◆ **Exercise details**: In the listing below, locate the line containing "# pick out one point per instance of the rocky"; reproduce that line and all lines that follow it, unchanged.

BEGIN Source material

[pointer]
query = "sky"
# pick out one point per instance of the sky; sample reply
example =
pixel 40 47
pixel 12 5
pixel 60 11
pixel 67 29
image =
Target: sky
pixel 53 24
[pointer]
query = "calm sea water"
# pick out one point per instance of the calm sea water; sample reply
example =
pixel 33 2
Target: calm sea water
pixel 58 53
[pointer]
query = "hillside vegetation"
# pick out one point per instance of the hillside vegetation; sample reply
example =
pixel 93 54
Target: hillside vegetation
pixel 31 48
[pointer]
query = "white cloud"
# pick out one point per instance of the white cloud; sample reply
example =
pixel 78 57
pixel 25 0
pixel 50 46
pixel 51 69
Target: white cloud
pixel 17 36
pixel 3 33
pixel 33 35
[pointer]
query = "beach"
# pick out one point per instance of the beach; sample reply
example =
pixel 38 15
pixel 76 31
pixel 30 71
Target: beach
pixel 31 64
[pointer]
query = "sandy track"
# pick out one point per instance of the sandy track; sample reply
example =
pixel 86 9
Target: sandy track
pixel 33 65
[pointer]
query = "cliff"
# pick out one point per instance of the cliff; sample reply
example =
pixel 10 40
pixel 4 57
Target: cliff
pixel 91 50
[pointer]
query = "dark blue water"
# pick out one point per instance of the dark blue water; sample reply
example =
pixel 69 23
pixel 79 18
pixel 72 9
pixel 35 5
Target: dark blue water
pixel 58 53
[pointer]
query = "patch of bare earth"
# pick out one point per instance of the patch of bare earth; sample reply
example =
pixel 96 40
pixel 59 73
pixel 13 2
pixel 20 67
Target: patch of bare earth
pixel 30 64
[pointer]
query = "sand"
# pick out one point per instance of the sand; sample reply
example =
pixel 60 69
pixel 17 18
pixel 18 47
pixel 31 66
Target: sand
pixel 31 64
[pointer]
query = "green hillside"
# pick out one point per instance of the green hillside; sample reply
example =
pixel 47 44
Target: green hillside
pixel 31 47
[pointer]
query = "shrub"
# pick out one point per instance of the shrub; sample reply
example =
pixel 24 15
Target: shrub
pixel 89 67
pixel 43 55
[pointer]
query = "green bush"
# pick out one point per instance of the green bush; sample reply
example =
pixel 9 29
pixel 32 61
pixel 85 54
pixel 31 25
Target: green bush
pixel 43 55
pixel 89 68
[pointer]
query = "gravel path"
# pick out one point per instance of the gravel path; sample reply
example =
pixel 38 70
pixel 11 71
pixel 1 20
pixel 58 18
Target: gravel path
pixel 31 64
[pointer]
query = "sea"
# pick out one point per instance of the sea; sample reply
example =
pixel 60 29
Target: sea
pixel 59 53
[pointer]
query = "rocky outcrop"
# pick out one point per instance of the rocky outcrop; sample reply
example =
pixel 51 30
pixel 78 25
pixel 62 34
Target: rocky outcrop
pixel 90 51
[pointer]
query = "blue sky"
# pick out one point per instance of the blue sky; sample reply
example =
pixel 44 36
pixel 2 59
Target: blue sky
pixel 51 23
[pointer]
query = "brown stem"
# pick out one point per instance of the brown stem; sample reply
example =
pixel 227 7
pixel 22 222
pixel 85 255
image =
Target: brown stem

END Source material

◆ **Completed task**:
# pick out one point per instance of the rocky outcrop; sample reply
example =
pixel 51 30
pixel 78 25
pixel 62 34
Target: rocky outcrop
pixel 90 51
[pointer]
query = "blue sky"
# pick out one point per instance of the blue sky; sample reply
example =
pixel 44 36
pixel 2 59
Target: blue sky
pixel 51 23
[pointer]
query = "brown stem"
# pick out one point per instance of the brown stem; sample reply
example =
pixel 227 7
pixel 22 222
pixel 85 255
image =
Target: brown stem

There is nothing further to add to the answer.